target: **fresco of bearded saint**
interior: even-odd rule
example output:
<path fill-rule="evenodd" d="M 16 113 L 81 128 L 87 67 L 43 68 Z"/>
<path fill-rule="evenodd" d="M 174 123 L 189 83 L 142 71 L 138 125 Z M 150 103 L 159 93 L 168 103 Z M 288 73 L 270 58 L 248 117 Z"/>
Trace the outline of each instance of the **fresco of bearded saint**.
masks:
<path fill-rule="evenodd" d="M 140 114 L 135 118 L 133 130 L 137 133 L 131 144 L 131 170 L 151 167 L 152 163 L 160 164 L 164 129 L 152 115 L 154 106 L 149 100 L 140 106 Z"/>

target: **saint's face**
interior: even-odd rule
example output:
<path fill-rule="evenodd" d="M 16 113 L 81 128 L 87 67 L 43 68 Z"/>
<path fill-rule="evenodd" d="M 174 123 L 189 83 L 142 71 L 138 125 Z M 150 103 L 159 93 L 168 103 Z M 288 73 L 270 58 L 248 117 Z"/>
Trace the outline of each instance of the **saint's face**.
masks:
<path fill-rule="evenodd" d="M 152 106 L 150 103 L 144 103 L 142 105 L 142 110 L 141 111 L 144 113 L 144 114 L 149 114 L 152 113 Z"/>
+===+
### [Stated exercise]
Rewrite every row above, replacing "Trace the outline" with "Draw the boundary" wherever it occurs and keeping everything else unchanged.

### [Complete response]
target: **fresco of bearded saint**
interior: even-odd rule
example output:
<path fill-rule="evenodd" d="M 16 113 L 81 128 L 87 67 L 43 68 Z"/>
<path fill-rule="evenodd" d="M 174 123 L 189 83 L 142 71 L 138 125 Z M 150 103 L 159 93 L 168 103 Z M 288 73 L 270 58 L 248 117 Z"/>
Draw the boundary of each instance of the **fresco of bearded saint**.
masks:
<path fill-rule="evenodd" d="M 140 114 L 135 118 L 133 130 L 137 133 L 131 144 L 131 170 L 151 167 L 152 163 L 160 164 L 164 129 L 152 115 L 154 106 L 149 100 L 140 106 Z"/>

target: **saint's face**
interior: even-odd rule
example output:
<path fill-rule="evenodd" d="M 16 113 L 81 128 L 87 67 L 43 68 Z"/>
<path fill-rule="evenodd" d="M 174 123 L 189 83 L 142 71 L 138 125 Z M 150 103 L 159 93 L 168 103 Z M 288 73 L 270 58 L 248 117 Z"/>
Draw the boundary of each instance of the **saint's face**.
masks:
<path fill-rule="evenodd" d="M 152 106 L 150 103 L 144 103 L 142 105 L 142 110 L 141 111 L 144 113 L 144 114 L 149 114 L 152 113 Z"/>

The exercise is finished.